### PASSAGE
RV: When did you actually start singing?
JH: I started singing when I was 6. My father was the pastor at Warren
A.M.E. Church, A.M.E is for African, Methodist, Episcopal Church. The
Episcopal Church was the one that the English ship captain belonged to
who transported and dumped over 180 slaves. When they came ashore, they
had to provide the information about where they came from, and John
Nelson, the ship’s captain, was found out. He was so sorry for what he
did, and he started going to church and wrote the classic hymn, “Amazing
Grace.”
RV: Many a good singer began their musical journey in a church choir.
Tell me more about your working relationship with Art Tatum.
JH: My mother would save my supper for me, because she knew I was up at
Art’s getting my nightly lessons. I’d leave about 9 p.m. and I wouldn’t
come back until 2 or 3 a.m. the next morning. Everybody of any
consequence who played an instrument, that means all the great bands,
Benny Goodman’s entire band, was listening to Art Tatum.
Louis Armstrong heard me, and said, “Boy, you can sing!” I said, “Thank you very much.”
He said, “What are you doing tomorrow about 12 O’clock?” I said,
“Nothing.” He said, “Come to the place I’m staying. (You know they
couldn’t check into the White hotels, and there weren’t any hotels in
the ghetto, so he had to get a room in a boarding house. So he said,
“Come by and wake me up and I’ll take you for a walk.” So I got up and I
went down to the boarding house where he was staying and he was dressed
and ready-you know most people would make you wait, but he was dressed
and ready. We walked down Indiana Avenue to the downtown area and across
the street and all the way back down into the ghetto. He talked all the
way down and all the way back. He said, “You know something? You remind
me of me when I was the little cat. I knew all I wanted was to learn to
play the trumpet.”
RV: How incredible that you met Art Tatum and Louis Armstrong. Louis,
like you, was so entertaining and joyous. I recall reading some
musicians didn’t dig his persona because he was entertaining.
JH: They called him an Uncle Tom because they thought that he was trying to make the white men happy. Well, of course he was!
RV: Well, everybody’s trying to make a living, right?
JH: That’s what entertainers do. I’m not going to come out on stage and
say, “Ladies and gentlemen, I’m here to entertain only the black
people.” No. I wasn’t going to do that. No, you can’t think like that.
And that’s what those people were doing. Artists like Louis, Duke and
Count Basie, talked them out of that. Everything they did involved white
people.
RV: Fortunately, Benny Goodman broke a color barrier when he hired Teddy
Wilson. Musicians began building the bridges even amidst the terrible
racial climate.
What was the catalyst and inspiration that put your talent on the path
of a bebop lyricist to jazz solos? I’ve taught your lyrics to countless
students and audiences on the road. “Everybody’s Boppin'” is fun for
rhythm changes and “Centerpiece” for a twelve bar blues form.

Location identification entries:
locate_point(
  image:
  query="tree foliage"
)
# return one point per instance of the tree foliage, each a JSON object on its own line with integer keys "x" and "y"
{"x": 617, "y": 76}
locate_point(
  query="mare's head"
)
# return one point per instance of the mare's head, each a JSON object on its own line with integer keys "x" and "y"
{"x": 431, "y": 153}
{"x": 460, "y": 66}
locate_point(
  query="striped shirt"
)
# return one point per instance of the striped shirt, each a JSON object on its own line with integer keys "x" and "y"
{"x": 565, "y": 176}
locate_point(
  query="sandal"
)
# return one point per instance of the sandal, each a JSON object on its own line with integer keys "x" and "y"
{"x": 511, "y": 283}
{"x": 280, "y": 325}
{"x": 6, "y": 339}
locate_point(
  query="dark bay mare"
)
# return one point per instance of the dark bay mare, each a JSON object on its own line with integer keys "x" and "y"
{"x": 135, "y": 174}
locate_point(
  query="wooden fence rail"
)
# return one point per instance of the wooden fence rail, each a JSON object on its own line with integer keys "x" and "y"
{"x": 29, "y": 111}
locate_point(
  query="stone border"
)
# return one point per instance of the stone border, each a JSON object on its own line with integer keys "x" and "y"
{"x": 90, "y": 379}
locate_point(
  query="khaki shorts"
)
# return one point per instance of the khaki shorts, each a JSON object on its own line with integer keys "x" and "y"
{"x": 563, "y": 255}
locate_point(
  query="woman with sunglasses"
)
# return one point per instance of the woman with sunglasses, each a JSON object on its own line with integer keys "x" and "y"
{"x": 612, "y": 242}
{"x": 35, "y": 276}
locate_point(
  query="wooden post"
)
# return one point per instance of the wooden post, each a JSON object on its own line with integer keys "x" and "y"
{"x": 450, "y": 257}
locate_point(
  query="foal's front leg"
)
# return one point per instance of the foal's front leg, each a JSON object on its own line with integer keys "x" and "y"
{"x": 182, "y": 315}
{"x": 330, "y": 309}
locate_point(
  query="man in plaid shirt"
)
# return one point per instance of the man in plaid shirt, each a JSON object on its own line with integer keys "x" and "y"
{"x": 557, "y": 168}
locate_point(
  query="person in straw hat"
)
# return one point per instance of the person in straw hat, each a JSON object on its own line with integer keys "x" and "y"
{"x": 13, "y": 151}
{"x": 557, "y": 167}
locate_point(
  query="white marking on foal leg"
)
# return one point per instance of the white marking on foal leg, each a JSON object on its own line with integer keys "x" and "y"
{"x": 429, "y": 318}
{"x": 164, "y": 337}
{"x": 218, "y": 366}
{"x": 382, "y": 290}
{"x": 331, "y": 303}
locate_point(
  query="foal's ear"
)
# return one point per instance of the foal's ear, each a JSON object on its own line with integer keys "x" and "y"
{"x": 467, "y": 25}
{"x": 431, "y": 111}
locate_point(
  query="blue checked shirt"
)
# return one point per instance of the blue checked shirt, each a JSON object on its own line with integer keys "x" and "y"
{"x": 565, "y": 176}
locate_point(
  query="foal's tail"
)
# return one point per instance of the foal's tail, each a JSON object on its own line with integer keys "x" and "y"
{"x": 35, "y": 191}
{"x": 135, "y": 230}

### THE EXERCISE
List every song or hymn title that appears in the interview. The records are separate material with no connection to the interview.

### RESPONSE
"Amazing Grace," "Everybody's Boppin'," and "Centerpiece."